>> start
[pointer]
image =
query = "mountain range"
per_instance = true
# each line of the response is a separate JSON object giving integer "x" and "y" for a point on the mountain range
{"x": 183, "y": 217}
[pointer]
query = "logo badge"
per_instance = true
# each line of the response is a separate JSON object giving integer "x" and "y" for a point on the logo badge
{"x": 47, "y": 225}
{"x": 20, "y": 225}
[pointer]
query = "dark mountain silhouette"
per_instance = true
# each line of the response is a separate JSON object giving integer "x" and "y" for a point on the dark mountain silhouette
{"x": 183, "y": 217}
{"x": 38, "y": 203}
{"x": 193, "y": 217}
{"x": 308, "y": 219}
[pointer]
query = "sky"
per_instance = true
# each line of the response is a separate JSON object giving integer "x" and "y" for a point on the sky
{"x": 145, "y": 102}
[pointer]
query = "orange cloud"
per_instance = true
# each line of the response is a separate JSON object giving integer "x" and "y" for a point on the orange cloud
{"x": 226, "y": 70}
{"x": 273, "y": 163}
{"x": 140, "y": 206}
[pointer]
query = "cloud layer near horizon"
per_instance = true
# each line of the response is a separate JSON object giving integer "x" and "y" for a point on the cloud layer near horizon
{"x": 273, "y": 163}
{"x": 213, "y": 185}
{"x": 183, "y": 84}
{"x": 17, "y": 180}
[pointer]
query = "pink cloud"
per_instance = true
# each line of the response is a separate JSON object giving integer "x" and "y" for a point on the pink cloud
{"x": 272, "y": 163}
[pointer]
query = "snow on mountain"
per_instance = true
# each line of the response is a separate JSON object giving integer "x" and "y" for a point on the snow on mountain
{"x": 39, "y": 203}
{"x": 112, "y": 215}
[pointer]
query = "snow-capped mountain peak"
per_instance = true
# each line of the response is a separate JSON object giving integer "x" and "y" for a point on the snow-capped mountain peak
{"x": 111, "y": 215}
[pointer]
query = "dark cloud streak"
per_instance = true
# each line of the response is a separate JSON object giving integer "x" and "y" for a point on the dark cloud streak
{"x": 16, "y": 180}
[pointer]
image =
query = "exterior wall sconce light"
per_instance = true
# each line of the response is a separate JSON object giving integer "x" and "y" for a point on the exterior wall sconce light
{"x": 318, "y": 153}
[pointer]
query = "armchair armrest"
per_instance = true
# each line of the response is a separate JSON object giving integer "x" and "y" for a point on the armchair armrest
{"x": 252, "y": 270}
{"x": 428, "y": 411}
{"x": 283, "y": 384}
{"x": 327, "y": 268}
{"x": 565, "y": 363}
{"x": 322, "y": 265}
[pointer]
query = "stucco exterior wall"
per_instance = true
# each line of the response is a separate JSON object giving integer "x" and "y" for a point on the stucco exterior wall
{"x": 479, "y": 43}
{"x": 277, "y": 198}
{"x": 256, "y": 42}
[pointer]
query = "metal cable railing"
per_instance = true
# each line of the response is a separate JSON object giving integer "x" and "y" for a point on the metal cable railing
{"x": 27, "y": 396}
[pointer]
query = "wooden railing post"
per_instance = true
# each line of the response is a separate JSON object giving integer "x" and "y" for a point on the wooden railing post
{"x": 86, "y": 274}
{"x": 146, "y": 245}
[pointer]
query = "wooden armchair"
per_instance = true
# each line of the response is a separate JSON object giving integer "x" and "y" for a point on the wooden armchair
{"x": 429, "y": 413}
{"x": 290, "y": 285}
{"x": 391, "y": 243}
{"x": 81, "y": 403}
>> end
*What the task asks*
Copy down the whole of the data above, matching it exactly.

*Response*
[pointer]
image =
query = "mountain range"
per_instance = true
# each line of the response is a separate JSON object giving integer "x" and "y" for a point on the mountain range
{"x": 183, "y": 217}
[pointer]
query = "logo badge"
per_instance = true
# each line of the response is a separate JSON object giving integer "x" and "y" for a point on the logo badge
{"x": 47, "y": 225}
{"x": 20, "y": 225}
[pointer]
query = "dark mountain silhouette"
per_instance = true
# each line of the response is a separate JSON object giving integer "x" and "y" for a point on the dark mountain silhouette
{"x": 183, "y": 217}
{"x": 38, "y": 203}
{"x": 193, "y": 217}
{"x": 308, "y": 219}
[pointer]
query = "sky"
per_instance = true
# each line of the response is a separate JSON object giving integer "x" and "y" for a point on the sky
{"x": 145, "y": 102}
[pointer]
query = "orange cloud"
per_instance = true
# each line of the response is a separate JSON object giving integer "x" and "y" for a point on the orange cloud
{"x": 226, "y": 70}
{"x": 273, "y": 163}
{"x": 140, "y": 206}
[pointer]
query = "cloud layer near horizon"
per_instance = true
# each line of the response is a separate JSON object giving integer "x" and "y" for a point on the cloud layer near horizon
{"x": 273, "y": 163}
{"x": 213, "y": 185}
{"x": 183, "y": 84}
{"x": 17, "y": 180}
[pointer]
query = "pink cloud"
per_instance = true
# each line of the response is a separate JSON object giving integer "x" and "y" for a point on the pink cloud
{"x": 272, "y": 163}
[pointer]
query = "snow on mountain"
per_instance = true
# each line of the response is a separate JSON object giving integer "x" and "y" for a point on the snow on mountain
{"x": 39, "y": 203}
{"x": 112, "y": 215}
[pointer]
query = "snow-capped mountain peak"
per_instance = true
# each line of the response is a separate JSON object giving integer "x" and "y" for a point on the snow-capped mountain peak
{"x": 111, "y": 215}
[pointer]
query = "dark cloud streak"
per_instance = true
# each line of the response is a separate JSON object giving integer "x" and "y" for a point on the dark cloud streak
{"x": 16, "y": 180}
[pointer]
image =
query = "exterior wall sconce light"
per_instance = true
# each line of the response is a separate JSON object giving integer "x" and "y" for a point on the exterior wall sconce light
{"x": 318, "y": 153}
[pointer]
query = "armchair armrest"
per_instance = true
# each line of the response is a separate JSON object giving integer "x" and "y" for a point on the armchair armrest
{"x": 252, "y": 270}
{"x": 428, "y": 411}
{"x": 283, "y": 384}
{"x": 327, "y": 268}
{"x": 565, "y": 363}
{"x": 322, "y": 265}
[pointer]
query = "stucco exterior wall"
per_instance = true
# each line of the response is a separate JSON object giving integer "x" and "y" for a point on the stucco exterior wall
{"x": 479, "y": 43}
{"x": 277, "y": 198}
{"x": 256, "y": 42}
[pointer]
query = "metal cable railing"
per_instance = true
# each line of the response is a separate JSON object giving integer "x" and "y" for a point on the metal cable railing
{"x": 27, "y": 396}
[pointer]
query = "wooden railing post"
per_instance = true
# each line of the response is a separate JSON object giving integer "x" and "y" for a point on the wooden railing post
{"x": 86, "y": 274}
{"x": 146, "y": 245}
[pointer]
query = "wooden armchair"
per_instance = true
# each line of the response is a separate JSON object giving integer "x" and "y" for a point on the wooden armchair
{"x": 429, "y": 413}
{"x": 290, "y": 285}
{"x": 391, "y": 243}
{"x": 81, "y": 403}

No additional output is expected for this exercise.